● **Required work**
In the data that follows, find the line containing "Target: tall window"; then quote that line and every line after it, exactly, through the last one.

● **Record excerpts**
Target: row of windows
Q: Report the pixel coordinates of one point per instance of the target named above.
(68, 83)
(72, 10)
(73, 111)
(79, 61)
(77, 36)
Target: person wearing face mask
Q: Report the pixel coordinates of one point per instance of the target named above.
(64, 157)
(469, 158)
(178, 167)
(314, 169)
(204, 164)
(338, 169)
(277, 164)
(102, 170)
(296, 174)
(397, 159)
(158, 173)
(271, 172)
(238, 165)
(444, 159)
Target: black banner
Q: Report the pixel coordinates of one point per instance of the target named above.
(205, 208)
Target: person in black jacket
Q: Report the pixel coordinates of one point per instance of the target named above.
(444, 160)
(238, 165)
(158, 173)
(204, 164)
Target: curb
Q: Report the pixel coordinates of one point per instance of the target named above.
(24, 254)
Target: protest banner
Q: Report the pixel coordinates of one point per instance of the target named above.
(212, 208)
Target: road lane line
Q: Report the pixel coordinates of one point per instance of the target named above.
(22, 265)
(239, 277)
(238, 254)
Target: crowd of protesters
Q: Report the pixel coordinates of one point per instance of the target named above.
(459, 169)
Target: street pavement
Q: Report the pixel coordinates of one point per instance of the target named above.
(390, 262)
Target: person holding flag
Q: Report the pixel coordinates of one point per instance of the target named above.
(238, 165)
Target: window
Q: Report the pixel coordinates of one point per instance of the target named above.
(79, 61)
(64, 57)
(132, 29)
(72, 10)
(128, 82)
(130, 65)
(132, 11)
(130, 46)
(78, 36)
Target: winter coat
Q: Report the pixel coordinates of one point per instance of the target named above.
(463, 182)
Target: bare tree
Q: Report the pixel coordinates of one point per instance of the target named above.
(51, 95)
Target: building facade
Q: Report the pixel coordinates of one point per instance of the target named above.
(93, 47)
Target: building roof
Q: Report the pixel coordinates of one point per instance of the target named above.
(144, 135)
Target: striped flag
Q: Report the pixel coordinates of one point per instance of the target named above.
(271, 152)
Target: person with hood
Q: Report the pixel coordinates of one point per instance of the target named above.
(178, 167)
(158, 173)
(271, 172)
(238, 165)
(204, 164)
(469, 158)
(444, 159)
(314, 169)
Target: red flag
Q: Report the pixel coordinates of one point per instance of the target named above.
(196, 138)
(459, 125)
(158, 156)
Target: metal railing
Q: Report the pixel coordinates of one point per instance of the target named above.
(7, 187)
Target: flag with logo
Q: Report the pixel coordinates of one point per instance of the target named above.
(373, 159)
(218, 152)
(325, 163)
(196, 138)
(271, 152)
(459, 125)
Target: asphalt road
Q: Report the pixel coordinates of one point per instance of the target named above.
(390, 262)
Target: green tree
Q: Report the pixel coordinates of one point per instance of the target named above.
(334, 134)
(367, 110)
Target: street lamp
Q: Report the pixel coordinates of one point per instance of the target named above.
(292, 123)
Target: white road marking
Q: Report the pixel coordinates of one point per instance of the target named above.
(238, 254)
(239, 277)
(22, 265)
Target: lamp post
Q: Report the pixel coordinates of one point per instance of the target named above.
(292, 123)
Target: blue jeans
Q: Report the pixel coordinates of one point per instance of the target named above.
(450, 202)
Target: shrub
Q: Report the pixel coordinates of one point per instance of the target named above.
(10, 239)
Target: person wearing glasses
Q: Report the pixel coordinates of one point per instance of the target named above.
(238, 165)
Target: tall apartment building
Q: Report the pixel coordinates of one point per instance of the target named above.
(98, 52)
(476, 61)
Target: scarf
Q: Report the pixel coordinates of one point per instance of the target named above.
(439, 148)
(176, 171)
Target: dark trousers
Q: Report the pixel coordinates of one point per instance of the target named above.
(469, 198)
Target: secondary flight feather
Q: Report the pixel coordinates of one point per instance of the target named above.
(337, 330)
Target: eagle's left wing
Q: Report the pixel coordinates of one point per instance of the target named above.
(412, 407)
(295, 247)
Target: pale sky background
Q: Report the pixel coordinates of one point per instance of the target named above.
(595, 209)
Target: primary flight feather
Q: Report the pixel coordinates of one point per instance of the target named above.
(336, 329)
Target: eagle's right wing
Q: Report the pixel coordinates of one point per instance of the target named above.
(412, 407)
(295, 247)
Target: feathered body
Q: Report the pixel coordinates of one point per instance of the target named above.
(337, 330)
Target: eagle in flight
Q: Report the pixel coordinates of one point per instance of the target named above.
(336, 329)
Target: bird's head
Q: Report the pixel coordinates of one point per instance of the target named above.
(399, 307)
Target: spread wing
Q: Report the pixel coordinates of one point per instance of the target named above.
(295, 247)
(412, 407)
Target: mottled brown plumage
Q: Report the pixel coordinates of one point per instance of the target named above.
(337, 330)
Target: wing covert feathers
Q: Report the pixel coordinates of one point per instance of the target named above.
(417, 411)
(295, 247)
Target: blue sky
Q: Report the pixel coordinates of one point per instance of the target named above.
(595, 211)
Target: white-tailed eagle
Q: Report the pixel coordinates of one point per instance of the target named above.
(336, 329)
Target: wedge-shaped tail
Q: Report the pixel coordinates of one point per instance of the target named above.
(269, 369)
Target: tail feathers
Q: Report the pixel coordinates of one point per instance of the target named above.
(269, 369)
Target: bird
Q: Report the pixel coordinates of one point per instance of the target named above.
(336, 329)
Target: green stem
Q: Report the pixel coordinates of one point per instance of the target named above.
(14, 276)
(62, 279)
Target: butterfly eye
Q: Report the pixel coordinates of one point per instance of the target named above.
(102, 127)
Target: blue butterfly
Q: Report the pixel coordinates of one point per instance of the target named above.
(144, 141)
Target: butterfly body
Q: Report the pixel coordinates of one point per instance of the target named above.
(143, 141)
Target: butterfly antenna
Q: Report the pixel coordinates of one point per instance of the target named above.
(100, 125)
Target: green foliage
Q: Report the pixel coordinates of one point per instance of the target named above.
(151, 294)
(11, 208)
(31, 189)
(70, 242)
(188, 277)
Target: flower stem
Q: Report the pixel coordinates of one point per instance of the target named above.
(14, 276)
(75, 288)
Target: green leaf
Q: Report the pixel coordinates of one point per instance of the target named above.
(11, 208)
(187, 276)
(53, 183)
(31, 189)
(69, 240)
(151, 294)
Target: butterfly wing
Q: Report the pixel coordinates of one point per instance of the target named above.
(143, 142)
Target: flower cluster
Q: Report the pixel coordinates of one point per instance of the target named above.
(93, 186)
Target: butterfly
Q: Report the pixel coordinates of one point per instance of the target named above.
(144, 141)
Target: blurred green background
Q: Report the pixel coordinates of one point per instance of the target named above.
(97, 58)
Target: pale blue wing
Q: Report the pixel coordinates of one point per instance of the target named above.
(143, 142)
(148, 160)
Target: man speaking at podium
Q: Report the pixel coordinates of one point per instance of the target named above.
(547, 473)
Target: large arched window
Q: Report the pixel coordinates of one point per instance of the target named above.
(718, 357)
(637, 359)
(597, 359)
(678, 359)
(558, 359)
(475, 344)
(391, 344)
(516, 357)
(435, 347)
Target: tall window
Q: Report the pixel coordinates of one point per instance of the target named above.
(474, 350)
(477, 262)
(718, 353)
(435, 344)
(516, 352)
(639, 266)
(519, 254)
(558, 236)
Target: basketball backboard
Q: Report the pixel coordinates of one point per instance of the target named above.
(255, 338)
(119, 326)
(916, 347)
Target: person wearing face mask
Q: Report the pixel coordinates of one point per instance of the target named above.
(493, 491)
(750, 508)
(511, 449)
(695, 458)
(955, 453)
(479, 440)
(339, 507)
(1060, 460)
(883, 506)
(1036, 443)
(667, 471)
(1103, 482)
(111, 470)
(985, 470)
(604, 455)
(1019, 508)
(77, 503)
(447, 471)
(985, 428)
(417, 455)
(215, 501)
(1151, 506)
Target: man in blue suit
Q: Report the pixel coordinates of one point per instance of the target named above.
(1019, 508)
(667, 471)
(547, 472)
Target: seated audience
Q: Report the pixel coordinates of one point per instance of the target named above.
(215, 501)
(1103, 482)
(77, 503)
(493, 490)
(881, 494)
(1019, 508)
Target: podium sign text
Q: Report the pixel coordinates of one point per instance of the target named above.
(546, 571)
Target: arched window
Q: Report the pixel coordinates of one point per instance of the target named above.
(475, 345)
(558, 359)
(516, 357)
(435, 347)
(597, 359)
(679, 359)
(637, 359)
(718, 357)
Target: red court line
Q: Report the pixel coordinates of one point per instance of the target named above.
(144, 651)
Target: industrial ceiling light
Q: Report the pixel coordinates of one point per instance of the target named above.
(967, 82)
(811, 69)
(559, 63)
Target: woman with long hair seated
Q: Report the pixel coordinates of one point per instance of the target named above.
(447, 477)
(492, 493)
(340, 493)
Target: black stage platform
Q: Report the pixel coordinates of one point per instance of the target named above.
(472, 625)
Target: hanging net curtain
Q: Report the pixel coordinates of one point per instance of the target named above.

● **Result of this task**
Target: tall window
Q: Report the pixel coordinates of one point per instance of the target named above.
(474, 350)
(477, 262)
(718, 353)
(435, 344)
(516, 352)
(639, 266)
(519, 254)
(558, 236)
Target: basketball backboard
Q: Report the pixel coordinates of one point per instance of the target named above.
(255, 338)
(119, 326)
(916, 347)
Target: person wearing face mask
Q: Report the pixel coordinates of one point per instance of the target named above.
(493, 491)
(750, 508)
(511, 449)
(695, 458)
(955, 453)
(479, 440)
(339, 507)
(1060, 460)
(883, 506)
(1036, 443)
(667, 471)
(1103, 482)
(111, 470)
(985, 470)
(604, 455)
(1019, 508)
(77, 503)
(447, 471)
(985, 428)
(417, 455)
(215, 501)
(1151, 506)
Target: man in blue suit
Q: Report the pixel coordinates of one point per instance of the target named above.
(1019, 508)
(667, 471)
(547, 472)
Target: seated audience
Q: Report the pixel coordinates of one point per instance of the target named above.
(215, 501)
(1103, 482)
(77, 503)
(493, 490)
(881, 494)
(1019, 508)
Target: podium sign text
Q: Report the pixel coordinates of one point per instance of the target named above.
(546, 571)
Target: arched window
Q: Report the pixel coordinates of one point per instance of the target named above.
(475, 345)
(558, 359)
(516, 357)
(435, 347)
(597, 359)
(679, 359)
(637, 359)
(718, 357)
Target: red court line
Q: Report the pixel coordinates of one point per instance of the target named above.
(144, 651)
Target: industrial ceiling light
Q: Report the pixel coordinates of one point per instance of the target named above.
(967, 82)
(811, 69)
(559, 63)
Target: woman with long hair seated
Q: Report the pixel coordinates of one point per instance of the target named above.
(447, 477)
(492, 493)
(340, 493)
Target: black stage platform
Q: Report the pixel coordinates of one point per instance of the target named above.
(472, 625)
Target: hanging net curtain
Q: Report the pixel coordinates of one point per instance of the target named above.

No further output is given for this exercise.